▶ _TEXTO APRESENTADO_
Somos visionários
Pedro J. Bondaczuk
Nós, escritores, sem exceção, somos todos visionários. Mesmo que
digamos o contrário, acreditamos num mundo melhor, em que a justiça
social, a solidariedade e o amor imperem em todas as ocasiões. Mesmo
os que aparentam ser rigorosamente céticos, que se mostrem
empedernidos pessimistas, na verdade não o são. Se fossem, sequer
escreveriam e nem publicariam livros. Para que, se tudo vai acabar?
Para que, se num futuro não haverá quem os leia? O simples ato de
escrever (e de publicar) é, pois, manifestação explícita, posto
que inconsciente, de esperança.
Fôssemos mesmo os realistas que tanto nos preocupamos em apregoar,
não faríamos nada que não fosse determinado, única e
exclusivamente, por nosso instinto de sobrevivência. Seríamos
tomados por uma irremovível catatonia e não moveríamos uma única
palha para ajudar a quem quer que fosse. Viveríamos na base do “cada
qual por si”. Aliás, a humanidade, em certa medida, age assim,
mas, felizmente, há exceções e nós, escritores, estamos entre
estas.
Raciocinem comigo. O Planeta se decompõe a olhos vistos, sob os
narizes de todos (e claro, dos nossos) e tudo indica que nos
encaminhamos para uma catástrofe de proporções imprevisíveis (e,
talvez, definitiva). E o que fazemos face à realidade (isto sim é
real)? Arranjamos argumentos e mais argumentos para tentar mostrar
que as coisas não são bem assim, que os alertas dos especialistas
sobre as mudanças climáticas não passam de alarmismo, de um
histérico surto de catastrofismo e projetamos sociedades ideais para
o futuro, que, a rigor, nem sabemos se teremos (tanto um futuro,
quanto uma sociedade).
E por que agimos dessa maneira? Por alienação? Por
irresponsabilidade? Por que o instinto tânico, o de destruição,
sobrepuja o erótico, o de conservação da espécie? Não, não e
não. Porque no fundo das nossas almas, bem no âmago do nosso
cérebro, a chama da esperança arde viva e incólume, sem o mínimo
risco de se apagar.
Visualizamos uma sociedade ideal, em que não haja triliardários e
nem miseráveis. Inconscientemente, somos arautos de um mundo sem
opressores e nem oprimidos cuja lei maior seja a irrestrita
solidariedade e cuja “Constituição” se restrinja ao amor. Claro
que isso não irá acontecer. Muitas vezes, até explicitamos isso em
nossos textos. Mas acreditamos nisso? Não, não e não. Se
acreditássemos, deixaríamos de escrever e de publicar nossos
livros.

▶ _PROPOSTA DO EXERCÍCIO_
Repita, sem alterar nenhuma palavra, o trecho do texto sobre os escritores como visionários que vai de “Raciocinem comigo. O” a “quanto uma sociedade).”. Os registros não têm nenhuma relação com o texto acima.

▶ _MATERIAL FORNECIDO_
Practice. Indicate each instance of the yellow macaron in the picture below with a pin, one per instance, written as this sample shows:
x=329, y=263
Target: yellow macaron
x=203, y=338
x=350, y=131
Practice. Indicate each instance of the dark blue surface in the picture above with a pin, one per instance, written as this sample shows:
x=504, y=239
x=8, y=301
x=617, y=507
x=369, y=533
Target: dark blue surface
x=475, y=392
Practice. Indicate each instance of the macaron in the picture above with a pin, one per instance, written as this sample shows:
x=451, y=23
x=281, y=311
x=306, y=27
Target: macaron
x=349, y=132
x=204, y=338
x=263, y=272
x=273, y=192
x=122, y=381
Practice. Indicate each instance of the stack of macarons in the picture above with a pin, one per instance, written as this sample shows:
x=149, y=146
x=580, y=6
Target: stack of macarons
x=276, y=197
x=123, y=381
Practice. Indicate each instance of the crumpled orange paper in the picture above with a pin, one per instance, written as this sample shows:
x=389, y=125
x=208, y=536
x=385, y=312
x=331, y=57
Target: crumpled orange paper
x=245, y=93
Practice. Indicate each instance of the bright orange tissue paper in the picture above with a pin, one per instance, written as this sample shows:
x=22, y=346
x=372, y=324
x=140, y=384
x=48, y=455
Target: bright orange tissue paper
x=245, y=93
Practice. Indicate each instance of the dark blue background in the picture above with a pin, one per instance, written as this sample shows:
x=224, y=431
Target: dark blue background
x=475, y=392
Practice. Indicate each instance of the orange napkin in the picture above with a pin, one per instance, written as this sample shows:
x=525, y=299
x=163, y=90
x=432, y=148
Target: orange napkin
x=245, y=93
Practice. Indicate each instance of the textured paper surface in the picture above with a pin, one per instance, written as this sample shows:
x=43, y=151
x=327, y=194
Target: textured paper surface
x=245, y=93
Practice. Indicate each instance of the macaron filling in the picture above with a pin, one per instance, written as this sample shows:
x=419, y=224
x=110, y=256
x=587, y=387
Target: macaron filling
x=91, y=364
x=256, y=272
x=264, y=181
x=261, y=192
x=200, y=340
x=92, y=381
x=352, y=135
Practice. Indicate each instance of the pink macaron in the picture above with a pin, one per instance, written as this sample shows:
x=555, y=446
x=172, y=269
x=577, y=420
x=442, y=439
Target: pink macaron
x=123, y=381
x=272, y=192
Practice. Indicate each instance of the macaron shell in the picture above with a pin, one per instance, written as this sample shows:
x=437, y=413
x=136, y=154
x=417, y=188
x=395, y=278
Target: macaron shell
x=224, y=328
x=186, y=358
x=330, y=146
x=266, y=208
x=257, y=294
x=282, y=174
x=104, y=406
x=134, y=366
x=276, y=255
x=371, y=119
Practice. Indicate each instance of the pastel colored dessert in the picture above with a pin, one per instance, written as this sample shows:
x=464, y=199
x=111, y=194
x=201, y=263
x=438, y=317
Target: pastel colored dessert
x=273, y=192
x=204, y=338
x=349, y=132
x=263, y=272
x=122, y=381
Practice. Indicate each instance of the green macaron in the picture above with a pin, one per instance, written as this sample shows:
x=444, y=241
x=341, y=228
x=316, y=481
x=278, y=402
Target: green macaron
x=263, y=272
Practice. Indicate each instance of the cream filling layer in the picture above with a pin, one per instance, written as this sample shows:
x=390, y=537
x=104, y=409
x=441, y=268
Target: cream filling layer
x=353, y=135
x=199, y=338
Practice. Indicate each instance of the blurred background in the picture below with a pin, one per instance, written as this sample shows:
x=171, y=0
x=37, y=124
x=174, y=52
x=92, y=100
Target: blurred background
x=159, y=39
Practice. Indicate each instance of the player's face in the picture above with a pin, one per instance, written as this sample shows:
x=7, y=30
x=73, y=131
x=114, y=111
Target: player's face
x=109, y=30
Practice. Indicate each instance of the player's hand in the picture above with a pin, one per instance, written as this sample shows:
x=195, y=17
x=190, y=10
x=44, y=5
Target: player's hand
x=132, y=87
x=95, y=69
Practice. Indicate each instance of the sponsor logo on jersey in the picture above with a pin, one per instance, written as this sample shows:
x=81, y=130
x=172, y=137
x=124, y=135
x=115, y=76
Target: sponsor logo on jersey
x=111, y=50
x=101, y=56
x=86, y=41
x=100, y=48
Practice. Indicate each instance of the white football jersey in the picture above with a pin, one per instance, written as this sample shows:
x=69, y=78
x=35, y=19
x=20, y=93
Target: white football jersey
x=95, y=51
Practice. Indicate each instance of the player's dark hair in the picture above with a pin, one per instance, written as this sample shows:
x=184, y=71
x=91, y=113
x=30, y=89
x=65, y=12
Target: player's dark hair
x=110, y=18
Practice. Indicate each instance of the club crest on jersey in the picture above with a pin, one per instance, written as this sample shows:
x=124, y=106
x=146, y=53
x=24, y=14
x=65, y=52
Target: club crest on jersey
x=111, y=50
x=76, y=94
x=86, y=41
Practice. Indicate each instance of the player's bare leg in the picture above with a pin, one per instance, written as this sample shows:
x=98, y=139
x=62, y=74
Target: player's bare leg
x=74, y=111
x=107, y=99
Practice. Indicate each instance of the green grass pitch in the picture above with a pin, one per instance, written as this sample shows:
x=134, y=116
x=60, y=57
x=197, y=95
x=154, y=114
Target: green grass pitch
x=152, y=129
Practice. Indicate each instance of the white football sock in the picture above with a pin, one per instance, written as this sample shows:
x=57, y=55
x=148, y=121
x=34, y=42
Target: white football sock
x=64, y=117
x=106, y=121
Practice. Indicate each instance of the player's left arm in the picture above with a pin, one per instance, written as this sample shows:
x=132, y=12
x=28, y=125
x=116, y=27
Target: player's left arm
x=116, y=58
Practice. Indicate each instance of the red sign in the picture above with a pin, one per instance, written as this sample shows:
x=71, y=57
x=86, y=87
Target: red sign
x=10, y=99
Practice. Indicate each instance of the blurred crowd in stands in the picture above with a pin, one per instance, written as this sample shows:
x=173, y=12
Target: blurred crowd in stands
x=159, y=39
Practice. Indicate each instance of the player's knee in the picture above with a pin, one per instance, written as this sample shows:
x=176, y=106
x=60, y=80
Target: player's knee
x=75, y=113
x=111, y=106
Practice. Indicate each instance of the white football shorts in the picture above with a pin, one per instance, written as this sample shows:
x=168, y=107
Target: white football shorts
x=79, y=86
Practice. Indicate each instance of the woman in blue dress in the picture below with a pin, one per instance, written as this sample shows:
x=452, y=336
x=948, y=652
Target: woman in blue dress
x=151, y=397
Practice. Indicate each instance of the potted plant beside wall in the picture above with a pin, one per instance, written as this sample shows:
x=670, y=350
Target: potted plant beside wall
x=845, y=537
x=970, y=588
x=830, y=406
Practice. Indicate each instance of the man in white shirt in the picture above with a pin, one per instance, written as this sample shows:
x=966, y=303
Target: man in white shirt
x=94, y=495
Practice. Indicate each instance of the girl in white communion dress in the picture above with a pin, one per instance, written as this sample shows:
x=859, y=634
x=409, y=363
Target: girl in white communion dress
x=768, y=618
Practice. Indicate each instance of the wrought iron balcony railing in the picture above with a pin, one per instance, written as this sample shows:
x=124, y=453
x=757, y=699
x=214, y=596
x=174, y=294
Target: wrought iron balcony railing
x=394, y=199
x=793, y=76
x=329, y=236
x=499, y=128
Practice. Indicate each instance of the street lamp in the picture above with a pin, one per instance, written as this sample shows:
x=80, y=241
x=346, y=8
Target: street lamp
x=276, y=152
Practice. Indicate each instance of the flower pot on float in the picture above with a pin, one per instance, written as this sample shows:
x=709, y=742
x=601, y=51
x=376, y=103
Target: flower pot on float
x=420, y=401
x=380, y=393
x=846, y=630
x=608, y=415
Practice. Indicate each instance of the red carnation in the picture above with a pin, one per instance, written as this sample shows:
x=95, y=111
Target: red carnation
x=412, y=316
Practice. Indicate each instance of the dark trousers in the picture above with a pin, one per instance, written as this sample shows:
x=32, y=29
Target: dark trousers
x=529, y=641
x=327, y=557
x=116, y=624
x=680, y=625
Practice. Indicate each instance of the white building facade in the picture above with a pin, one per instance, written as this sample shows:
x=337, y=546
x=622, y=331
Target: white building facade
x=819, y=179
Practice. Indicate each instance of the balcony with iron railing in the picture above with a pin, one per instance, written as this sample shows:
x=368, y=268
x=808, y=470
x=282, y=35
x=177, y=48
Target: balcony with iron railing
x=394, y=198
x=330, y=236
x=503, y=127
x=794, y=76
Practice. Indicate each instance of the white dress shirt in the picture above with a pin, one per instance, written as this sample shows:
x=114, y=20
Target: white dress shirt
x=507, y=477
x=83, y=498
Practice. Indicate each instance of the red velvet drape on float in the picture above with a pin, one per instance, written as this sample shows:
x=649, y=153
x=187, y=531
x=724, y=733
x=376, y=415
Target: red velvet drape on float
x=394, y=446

▶ _RESPOSTA COMPLETA_
Raciocinem comigo. O Planeta se decompõe a olhos vistos, sob os
narizes de todos (e claro, dos nossos) e tudo indica que nos
encaminhamos para uma catástrofe de proporções imprevisíveis (e,
talvez, definitiva). E o que fazemos face à realidade (isto sim é
real)? Arranjamos argumentos e mais argumentos para tentar mostrar
que as coisas não são bem assim, que os alertas dos especialistas
sobre as mudanças climáticas não passam de alarmismo, de um
histérico surto de catastrofismo e projetamos sociedades ideais para
o futuro, que, a rigor, nem sabemos se teremos (tanto um futuro,
quanto uma sociedade).